◆ BRIEF
Give again exactly, and only, the lines between the line holding "of the flower" and the end of the listing, both boundary lines included.

─── RECORDS FOR THIS EXERCISE

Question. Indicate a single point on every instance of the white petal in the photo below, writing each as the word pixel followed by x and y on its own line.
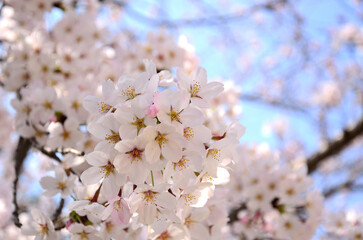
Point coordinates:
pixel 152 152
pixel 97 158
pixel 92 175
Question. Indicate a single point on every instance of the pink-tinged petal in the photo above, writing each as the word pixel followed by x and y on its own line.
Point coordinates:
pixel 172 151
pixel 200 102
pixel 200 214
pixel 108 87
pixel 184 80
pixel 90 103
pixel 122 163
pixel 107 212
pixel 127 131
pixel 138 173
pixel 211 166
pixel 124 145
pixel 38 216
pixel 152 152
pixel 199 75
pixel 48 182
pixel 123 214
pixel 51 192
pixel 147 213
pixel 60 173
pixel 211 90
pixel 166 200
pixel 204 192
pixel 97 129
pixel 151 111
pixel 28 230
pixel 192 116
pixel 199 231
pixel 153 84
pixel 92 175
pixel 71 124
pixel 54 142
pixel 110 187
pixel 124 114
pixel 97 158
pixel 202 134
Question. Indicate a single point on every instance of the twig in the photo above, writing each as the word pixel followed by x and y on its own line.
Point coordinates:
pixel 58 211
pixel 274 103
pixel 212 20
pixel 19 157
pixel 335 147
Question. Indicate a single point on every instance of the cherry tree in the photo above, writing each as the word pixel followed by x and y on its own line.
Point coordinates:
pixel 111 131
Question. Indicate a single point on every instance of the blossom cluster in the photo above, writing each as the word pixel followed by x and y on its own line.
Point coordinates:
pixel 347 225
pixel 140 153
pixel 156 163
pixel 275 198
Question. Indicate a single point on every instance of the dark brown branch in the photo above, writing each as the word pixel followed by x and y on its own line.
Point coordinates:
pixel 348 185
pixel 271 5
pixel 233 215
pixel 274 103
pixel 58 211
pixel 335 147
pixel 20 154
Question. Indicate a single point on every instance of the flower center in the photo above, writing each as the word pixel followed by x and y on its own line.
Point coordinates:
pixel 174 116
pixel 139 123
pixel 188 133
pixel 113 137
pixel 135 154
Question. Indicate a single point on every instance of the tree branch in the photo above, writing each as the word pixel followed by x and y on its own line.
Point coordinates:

──────

◆ EXERCISE RESULT
Question. Indicate a single point on every instance of the flower center in the photo above, writing each as the word pixel followed by x and y on its own line.
Point coordinates:
pixel 174 116
pixel 139 123
pixel 188 133
pixel 113 137
pixel 135 154
Question. Indicate a single point on every instance of the tree branch in the photo above, writing each as the word pixel followed by x and y on its own line.
Point coordinates:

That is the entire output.